### Your task
Recast the stretch of lines in the rows below, from the line containing "Reviewer note: see that each instance of the sky" through the end of the rows, as a Markdown table with the columns Number and Line. Number each line in order and leave out blank lines.

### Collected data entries

"""

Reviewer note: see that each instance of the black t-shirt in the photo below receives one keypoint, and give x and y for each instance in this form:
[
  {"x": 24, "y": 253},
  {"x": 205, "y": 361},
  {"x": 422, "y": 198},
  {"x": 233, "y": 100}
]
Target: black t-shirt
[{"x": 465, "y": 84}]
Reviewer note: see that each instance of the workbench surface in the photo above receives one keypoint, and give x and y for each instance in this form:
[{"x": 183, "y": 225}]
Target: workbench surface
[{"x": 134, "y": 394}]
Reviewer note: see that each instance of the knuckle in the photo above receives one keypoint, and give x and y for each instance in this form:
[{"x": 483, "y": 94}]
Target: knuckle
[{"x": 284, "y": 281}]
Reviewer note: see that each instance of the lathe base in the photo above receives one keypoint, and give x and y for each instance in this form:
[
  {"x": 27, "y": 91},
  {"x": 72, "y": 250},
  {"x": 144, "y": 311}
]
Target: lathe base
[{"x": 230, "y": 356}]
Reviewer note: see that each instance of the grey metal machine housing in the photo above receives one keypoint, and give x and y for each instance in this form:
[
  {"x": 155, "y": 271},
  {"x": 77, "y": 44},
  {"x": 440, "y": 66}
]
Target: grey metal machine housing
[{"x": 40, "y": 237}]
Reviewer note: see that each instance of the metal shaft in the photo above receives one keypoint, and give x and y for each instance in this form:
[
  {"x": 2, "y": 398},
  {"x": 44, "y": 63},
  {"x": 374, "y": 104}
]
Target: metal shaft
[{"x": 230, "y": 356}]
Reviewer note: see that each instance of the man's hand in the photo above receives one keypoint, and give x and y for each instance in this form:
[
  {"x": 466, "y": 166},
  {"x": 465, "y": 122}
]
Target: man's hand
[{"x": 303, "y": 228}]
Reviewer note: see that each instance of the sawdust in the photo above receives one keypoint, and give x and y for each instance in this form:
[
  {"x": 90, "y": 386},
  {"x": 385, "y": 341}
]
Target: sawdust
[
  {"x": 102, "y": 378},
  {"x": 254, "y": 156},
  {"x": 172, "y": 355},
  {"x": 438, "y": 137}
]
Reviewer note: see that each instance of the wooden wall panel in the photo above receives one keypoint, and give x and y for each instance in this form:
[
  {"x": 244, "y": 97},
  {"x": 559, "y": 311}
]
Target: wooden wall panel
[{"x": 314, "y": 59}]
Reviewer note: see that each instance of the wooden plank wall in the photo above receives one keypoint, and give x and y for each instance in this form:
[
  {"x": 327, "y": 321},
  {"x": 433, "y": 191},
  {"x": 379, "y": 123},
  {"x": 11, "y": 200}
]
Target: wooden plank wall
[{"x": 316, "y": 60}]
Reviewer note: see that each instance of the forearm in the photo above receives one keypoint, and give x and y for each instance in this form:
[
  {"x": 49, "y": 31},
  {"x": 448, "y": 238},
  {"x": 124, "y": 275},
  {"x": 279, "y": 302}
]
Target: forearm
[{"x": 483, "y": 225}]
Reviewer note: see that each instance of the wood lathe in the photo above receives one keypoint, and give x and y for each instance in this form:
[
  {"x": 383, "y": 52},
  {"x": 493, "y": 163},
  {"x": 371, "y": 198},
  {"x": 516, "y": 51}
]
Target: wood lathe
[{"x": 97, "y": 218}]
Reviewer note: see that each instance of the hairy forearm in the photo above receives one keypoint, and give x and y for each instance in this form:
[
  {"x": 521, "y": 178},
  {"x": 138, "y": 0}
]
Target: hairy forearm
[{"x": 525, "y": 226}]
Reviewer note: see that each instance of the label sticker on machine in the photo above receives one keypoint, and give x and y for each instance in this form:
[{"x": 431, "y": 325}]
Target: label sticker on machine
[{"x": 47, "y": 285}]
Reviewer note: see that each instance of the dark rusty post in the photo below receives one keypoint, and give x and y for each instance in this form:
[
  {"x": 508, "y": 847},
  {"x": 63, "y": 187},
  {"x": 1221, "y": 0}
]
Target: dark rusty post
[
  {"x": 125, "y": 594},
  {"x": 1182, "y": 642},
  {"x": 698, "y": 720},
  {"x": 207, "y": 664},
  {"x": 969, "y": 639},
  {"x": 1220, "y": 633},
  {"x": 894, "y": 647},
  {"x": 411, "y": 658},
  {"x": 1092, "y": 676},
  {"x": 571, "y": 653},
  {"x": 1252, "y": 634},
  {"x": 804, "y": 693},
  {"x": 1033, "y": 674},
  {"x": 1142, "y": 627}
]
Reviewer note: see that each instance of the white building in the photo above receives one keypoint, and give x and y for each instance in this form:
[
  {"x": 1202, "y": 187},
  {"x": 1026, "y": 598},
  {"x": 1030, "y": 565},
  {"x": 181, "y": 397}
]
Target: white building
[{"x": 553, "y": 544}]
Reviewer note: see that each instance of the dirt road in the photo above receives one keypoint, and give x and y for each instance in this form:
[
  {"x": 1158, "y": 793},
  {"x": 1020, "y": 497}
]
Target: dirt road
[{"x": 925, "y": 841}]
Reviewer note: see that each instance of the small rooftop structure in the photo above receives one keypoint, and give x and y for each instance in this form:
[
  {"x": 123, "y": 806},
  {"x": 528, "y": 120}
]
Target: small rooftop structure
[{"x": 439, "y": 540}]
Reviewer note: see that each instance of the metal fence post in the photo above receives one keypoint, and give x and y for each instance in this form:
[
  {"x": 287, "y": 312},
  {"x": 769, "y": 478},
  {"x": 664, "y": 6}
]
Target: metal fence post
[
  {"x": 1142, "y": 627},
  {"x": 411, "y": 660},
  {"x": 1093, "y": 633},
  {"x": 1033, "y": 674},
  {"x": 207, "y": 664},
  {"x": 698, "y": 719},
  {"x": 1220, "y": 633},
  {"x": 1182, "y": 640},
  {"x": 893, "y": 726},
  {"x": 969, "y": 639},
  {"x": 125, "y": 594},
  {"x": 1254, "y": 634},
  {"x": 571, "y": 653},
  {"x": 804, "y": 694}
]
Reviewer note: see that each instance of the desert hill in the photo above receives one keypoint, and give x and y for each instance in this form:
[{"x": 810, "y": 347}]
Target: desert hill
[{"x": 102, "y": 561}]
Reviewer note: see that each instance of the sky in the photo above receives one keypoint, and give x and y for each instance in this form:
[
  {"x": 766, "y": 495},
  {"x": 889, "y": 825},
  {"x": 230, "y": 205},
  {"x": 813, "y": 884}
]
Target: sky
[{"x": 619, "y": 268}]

"""

### Solution to the exercise
| Number | Line |
|---|---|
| 1 | Reviewer note: see that each instance of the sky in the photo above receives one keypoint, and give x and y for each instance in this form: |
| 2 | [ |
| 3 |   {"x": 766, "y": 495}, |
| 4 |   {"x": 889, "y": 825}, |
| 5 |   {"x": 230, "y": 205}, |
| 6 |   {"x": 813, "y": 884} |
| 7 | ] |
| 8 | Target: sky |
| 9 | [{"x": 619, "y": 268}] |